## [Texte extrait]
——

Journal

P*tain d’immigrée

Voilà un article que j’ai commencé à écrire en 2016, puis que j’ai abandonné parce que je me suis dit que ça allait déranger. Au final, je le reprends et le termine aujourd’hui. Peut-être dérangera-t-il, mais il est ce que je vis, et à l’heure où tous les pays se referment sur eux-mêmes, il me semble important de le partager…

Une vie de serial expat’

C’est comme ça que je me définis parce que c’est la « case » à laquelle je corresponds plus qu’une autre. Je suis partie travailler à l’étranger depuis 2011, donc en cela je suis expatriée. Mais j’ai multiplié les expatriations (Brésil, Portugal, Canada, Australie), d’où la partie « serial ». Serial expat’. Ça sonne bien, n’est-ce pas ? Ça fait genre VIP… 😉
Sur le papier, oui, peut-être, ça fait classe… La réalité est un poil différente. Alors non, je vais pas te dire que ma vie est pourrie (si c’est ce à quoi tu t’attendais, tu risques d’être déçu!), juste te faire part de quelques observations et du coup difficultés que je traverse, j’espère temporairement.

Un des aspects chouettes de la vie d’expat : du temps pour découvrir des coins paradisiaques

Immigrés et expatriés, une réelle différence ?

N’as-tu pas remarqué que souvent, on parle d’expatriés quand il s’agit d’un blanc qui part vivre à l’étranger, alors que s’il s’agit de quelqu’un de couleur, on parle d’immigrés ? Si, si, regarde bien…
Tous les africains qui sont en France, au Canada ou je ne sais où encore, on les qualifie d’immigrés, quelles que soient leurs situations. Même si ça fait plusieurs générations qu’ils sont dans le pays, y travaillent, y sont intégrés, etc, ils restent des immigrés pour les locaux. Même chose ici en Australie pour les chinois ou les indiens, d’ailleurs…
Alors que si on a affaire à une famille d’américains blancs installée en France, on va parler d’expatriés, même s’ils sont dans la même situation que les africains… (je n’ai rien contre les africains, ni les américains hein, que ce soit clair ; je prends juste des exemples malheureusement réels, donc svp ne t’offusque pas !).

——

## [Données enregistrées]
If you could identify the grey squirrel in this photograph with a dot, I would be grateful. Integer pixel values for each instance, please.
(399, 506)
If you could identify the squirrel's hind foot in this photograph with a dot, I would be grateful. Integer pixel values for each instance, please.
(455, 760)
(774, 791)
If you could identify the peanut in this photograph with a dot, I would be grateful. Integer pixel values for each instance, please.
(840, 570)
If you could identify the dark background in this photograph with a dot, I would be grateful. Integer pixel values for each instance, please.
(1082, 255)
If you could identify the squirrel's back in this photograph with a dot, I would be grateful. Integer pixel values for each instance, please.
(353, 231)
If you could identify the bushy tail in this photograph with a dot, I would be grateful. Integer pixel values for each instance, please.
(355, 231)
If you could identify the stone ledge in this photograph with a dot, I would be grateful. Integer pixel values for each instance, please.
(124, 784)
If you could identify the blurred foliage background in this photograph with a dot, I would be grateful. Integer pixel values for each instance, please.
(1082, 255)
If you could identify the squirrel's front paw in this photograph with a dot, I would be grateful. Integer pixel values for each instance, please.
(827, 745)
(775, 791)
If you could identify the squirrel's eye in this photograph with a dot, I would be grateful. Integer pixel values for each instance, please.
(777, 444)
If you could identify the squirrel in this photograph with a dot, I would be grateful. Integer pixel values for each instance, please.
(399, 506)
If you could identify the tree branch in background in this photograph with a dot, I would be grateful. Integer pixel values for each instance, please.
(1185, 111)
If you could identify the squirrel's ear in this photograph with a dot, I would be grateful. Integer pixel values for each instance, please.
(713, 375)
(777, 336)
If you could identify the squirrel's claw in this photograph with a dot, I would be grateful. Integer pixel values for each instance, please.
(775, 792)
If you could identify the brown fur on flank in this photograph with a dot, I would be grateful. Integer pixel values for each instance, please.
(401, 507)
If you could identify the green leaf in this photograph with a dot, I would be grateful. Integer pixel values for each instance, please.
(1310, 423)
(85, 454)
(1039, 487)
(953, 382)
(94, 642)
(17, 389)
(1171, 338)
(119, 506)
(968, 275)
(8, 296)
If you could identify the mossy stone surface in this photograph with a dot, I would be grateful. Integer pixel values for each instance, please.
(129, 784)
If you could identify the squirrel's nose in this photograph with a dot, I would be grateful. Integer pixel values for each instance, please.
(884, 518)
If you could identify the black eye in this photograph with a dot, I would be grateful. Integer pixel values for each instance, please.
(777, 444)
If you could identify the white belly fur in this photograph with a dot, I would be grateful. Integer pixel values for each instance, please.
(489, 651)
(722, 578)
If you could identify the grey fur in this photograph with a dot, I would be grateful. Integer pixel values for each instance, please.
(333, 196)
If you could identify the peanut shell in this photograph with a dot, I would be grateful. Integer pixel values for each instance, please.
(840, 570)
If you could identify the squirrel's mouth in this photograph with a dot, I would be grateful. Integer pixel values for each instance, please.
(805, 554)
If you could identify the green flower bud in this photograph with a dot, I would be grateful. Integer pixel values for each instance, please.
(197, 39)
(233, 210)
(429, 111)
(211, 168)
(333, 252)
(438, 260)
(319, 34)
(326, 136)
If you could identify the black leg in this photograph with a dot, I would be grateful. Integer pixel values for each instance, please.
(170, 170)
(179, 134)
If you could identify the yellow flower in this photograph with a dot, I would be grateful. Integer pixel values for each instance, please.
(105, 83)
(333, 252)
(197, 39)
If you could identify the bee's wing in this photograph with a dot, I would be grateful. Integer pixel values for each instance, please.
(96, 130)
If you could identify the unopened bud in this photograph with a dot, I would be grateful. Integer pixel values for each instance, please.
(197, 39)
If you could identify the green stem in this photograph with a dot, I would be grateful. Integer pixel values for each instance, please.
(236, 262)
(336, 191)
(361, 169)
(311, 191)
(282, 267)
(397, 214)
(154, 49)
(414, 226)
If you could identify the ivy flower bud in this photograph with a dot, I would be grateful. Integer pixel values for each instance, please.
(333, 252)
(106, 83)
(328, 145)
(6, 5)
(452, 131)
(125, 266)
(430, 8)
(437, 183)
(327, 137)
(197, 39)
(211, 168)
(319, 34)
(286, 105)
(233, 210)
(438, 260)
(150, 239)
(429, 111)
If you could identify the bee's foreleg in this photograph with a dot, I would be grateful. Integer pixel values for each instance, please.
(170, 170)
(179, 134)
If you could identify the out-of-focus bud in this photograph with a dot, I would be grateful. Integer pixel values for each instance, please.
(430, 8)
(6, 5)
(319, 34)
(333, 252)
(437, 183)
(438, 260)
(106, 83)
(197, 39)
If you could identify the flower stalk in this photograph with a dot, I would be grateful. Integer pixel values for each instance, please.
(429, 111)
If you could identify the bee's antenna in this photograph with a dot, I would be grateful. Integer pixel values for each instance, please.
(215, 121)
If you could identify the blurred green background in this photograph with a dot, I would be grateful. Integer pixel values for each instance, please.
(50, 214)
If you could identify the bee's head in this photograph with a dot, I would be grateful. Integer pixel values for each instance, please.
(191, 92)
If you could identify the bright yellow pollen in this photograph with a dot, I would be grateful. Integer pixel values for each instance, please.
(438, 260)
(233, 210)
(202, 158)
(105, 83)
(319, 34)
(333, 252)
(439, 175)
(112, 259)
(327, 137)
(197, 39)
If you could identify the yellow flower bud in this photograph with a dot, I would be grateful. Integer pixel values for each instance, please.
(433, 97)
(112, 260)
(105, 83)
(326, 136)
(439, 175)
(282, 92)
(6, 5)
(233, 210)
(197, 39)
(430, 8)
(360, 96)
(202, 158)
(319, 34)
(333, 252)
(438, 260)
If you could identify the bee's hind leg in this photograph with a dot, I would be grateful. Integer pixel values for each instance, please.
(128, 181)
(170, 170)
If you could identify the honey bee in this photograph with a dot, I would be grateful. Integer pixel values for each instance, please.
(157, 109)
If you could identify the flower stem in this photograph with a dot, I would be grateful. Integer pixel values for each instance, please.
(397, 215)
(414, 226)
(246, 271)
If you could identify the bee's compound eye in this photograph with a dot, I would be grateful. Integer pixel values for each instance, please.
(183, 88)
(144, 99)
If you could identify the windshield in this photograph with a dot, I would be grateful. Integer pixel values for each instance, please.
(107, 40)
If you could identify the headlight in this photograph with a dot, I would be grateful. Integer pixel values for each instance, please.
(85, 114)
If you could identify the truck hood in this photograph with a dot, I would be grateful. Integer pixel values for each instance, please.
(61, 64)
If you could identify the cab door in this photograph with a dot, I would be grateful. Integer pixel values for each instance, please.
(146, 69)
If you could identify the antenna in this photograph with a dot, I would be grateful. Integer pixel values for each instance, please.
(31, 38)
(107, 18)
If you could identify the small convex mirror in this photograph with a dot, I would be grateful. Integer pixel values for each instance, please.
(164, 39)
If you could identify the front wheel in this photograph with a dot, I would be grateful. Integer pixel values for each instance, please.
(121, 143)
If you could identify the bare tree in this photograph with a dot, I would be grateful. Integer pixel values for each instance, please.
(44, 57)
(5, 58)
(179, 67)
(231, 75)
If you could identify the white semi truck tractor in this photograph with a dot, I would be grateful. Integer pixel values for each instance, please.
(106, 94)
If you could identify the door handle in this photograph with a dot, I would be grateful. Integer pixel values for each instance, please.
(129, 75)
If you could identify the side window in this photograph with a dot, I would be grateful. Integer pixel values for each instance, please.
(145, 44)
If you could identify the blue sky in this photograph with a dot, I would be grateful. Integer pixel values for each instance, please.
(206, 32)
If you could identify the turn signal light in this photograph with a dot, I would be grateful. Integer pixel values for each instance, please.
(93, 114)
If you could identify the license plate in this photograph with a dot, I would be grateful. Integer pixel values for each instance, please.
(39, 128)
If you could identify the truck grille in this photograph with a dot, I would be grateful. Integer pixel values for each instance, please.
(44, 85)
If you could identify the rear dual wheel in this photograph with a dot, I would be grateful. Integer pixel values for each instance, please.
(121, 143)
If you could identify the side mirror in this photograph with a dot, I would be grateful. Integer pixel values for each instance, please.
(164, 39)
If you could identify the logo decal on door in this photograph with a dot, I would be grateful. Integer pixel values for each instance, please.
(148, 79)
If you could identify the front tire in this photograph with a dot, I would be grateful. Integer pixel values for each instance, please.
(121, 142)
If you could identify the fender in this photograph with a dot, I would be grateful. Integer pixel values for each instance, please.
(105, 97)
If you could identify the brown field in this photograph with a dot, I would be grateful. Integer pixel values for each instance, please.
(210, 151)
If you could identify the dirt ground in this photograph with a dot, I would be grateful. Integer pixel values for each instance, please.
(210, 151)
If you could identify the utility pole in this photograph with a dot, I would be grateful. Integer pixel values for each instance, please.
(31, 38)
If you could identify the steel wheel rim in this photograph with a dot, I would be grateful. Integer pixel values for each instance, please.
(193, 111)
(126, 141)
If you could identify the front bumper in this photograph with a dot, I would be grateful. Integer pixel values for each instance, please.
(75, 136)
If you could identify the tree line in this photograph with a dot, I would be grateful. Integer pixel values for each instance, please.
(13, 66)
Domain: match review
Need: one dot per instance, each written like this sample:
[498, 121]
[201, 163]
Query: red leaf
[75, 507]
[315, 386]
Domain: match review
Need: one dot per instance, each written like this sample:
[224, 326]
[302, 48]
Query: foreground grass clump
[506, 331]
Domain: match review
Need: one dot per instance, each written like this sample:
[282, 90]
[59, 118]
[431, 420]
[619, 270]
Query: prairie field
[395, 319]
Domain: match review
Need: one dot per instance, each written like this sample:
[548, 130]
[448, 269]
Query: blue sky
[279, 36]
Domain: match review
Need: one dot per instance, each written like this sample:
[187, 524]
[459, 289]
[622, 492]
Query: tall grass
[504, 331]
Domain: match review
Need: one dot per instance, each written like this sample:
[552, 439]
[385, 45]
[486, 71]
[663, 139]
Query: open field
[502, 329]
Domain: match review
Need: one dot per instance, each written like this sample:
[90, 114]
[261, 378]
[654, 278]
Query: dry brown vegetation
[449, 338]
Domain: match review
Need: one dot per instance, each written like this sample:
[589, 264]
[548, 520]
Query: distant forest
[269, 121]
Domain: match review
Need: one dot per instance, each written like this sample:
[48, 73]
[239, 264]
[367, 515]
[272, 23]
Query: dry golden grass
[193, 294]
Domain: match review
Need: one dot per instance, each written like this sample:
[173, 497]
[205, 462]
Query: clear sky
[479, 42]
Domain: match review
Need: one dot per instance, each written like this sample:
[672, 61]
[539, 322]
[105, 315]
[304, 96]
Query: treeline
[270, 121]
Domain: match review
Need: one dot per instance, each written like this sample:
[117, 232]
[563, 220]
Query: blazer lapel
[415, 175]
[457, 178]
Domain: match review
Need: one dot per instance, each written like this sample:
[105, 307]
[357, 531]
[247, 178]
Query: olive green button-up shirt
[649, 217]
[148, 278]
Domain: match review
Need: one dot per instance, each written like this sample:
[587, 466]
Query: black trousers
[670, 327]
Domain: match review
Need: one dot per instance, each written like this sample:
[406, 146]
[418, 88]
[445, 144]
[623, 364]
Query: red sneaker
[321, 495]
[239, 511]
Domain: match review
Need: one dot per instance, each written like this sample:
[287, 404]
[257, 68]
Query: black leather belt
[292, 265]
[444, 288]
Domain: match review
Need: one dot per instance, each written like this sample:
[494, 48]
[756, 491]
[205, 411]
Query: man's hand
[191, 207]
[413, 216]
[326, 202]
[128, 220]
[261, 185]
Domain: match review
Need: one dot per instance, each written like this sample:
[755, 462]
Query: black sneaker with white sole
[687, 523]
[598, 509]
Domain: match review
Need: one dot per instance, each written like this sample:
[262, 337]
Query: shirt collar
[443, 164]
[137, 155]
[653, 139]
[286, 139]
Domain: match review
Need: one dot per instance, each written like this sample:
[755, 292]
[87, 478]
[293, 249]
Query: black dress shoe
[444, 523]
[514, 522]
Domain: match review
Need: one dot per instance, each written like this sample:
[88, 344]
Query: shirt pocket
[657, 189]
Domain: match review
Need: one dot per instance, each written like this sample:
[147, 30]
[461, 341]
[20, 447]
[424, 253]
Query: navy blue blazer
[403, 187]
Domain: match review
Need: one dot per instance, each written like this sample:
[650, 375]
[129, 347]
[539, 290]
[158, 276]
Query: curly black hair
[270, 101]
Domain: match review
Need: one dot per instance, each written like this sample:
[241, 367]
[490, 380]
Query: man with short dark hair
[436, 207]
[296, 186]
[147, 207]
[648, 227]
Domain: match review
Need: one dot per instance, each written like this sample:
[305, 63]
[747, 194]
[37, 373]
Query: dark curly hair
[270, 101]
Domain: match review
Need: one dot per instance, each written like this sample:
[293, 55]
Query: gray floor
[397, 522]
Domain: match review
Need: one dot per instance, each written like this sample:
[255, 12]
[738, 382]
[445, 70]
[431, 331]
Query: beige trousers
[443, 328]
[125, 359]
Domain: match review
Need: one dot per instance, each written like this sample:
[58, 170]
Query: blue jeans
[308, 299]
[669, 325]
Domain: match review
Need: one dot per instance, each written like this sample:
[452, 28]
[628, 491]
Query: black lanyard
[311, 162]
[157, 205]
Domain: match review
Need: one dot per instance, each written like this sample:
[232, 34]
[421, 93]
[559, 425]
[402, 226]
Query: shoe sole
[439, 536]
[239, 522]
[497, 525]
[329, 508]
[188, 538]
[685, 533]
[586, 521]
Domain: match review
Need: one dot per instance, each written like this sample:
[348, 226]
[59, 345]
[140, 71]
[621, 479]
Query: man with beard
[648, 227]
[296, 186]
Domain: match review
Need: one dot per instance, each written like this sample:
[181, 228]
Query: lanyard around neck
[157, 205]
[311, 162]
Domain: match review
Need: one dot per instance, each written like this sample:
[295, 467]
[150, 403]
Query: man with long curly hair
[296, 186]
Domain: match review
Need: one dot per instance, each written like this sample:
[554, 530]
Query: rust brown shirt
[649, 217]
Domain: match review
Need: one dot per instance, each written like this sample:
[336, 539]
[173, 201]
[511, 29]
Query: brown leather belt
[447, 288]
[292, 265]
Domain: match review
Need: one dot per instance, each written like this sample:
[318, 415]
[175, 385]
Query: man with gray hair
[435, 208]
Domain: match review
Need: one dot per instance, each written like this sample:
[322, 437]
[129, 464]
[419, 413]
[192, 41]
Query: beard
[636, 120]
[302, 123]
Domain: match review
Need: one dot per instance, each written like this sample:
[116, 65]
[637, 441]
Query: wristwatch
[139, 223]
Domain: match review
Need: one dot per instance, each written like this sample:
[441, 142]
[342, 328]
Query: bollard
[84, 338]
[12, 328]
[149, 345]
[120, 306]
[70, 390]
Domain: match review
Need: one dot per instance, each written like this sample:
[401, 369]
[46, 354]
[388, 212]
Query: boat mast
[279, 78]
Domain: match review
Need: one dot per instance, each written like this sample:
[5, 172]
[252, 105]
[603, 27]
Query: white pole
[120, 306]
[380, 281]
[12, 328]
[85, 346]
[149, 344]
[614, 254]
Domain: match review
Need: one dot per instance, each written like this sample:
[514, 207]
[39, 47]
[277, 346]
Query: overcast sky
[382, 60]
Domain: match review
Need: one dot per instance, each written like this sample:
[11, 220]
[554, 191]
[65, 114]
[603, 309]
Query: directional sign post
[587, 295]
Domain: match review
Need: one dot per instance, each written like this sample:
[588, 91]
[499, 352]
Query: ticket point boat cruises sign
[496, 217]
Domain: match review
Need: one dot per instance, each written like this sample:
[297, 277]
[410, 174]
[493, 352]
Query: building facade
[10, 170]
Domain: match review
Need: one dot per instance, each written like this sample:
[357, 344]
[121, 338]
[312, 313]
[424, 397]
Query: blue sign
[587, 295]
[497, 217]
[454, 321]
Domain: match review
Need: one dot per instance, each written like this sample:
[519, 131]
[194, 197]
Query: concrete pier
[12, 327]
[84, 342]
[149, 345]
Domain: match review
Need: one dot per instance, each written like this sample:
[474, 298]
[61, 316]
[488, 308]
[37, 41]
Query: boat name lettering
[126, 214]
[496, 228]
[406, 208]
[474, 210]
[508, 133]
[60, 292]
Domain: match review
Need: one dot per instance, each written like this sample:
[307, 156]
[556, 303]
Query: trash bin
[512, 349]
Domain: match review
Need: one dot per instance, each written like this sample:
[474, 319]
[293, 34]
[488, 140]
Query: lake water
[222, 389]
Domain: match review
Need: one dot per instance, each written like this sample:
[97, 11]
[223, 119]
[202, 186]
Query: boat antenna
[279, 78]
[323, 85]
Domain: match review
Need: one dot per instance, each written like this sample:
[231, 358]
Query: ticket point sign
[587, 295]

——

## [Consignes]
(1) Dressez la liste de tous les pays mentionnés entre parenthèses dans le texte sur les expatriés et les immigrés comme lieux des expatriations successives.
(2) Poursuivez le texte sur les expatriés et les immigrés à partir de sa dernière phrase.

## [Réponses attendues]
(1) Brésil, Portugal, Canada, Australie

(2)
La distinction entre les 2 termes ne serait basée que sur une couleur de peau ? De plus, pourquoi avoir tendance à donner une connotation péjorative au mot « immigrés » et une image dorée au mot « expatriés » ? Prenons les définitions du Larousse pour chacun des mots :

  • Expatrié : Se dit d’un salarié qui exerce son activité dans un pays autre que le sien.
  • Immigré : Qui a quitté son pays d’origine pour s’installer dans un autre pays.

Concrètement, à l’expatriation est associée une notion d’emploi en plus, et donc, l’expatriation n’est qu’un cas particulier de l’immigration, un cas particulier auquel sont associés certains privilèges (oui parce que c’est quand-même plus confortable de partir à l’étranger d’office avec un boulot que sans rien du tout) ! Seule la connotation donnée par le peuple change, connotation qui varie en fonction de la couleur de peau, visiblement… Je suis d’ailleurs surprise de voir que bon nombre d’expatriés font catégoriquement la différence entre les 2 termes ; hors de question pour eux de porter l’étiquette « immigrés »…
Enfin bref, tu l’auras compris, même si je suis expat’, bah je suis quand même avant tout une immigrée… au même titre que tous les autres expatriés, peu importe notre couleur de peau !

Être immigrée en Australie

Jusqu’à maintenant, on ne peut pas dire que j’aie véritablement souffert du statut d’immigrée ici. Certes, après 5 ans ici, nous n’avons que très peu d’amis australiens (je parle des natifs, pas ceux qui ont obtenu la nationalité après un temps ici), c’est parfois pesant de ne pas se sentir davantage intégrés (pas faute d’avoir essayé) mais on s’en sort. On participe à la vie de notre quartier, on s’engage dans des causes locales, etc… on fait ce qu’on peut pour montrer que nous aussi, on on fait partie d’ici.
Autre point qui nous faisait parfois un peu de tort : la réputation des français forgée par les jeunes backpackers. Nous étions souvent assimilés à des gens irrespectueux, sales, et qui volent. Sympaaaa ! Mais pour le coup, pour être justement très présente sur les groupes de backpackers français en Australie, avec ce que je vois passer, je ne peux pas vraiment donner entièrement tort aux locaux qui avaient cette image des backpackers français ; c’est juste dommage que ça ait été étendu à TOUS les français (d’autant plus que tous les backpackers ne sont pas comme ça, bien heureusement !)…

Les backpackers, une plaie de l’Australie ?

Ça n’a en tout cas jamais été une barrière pour discuter avec des locaux dans les cafés, la rue, etc… (ouais je parle beaucoup…. au moins autant que j’écris, t’imagines !!). Je parvenais même à rigoler avec eux sur la réputation des français. Mais depuis l’arrivée du SRAS-CoV-2 en Australie (le fameux coronavirus responsable de la COVID-19), les choses ont un peu beaucoup changé.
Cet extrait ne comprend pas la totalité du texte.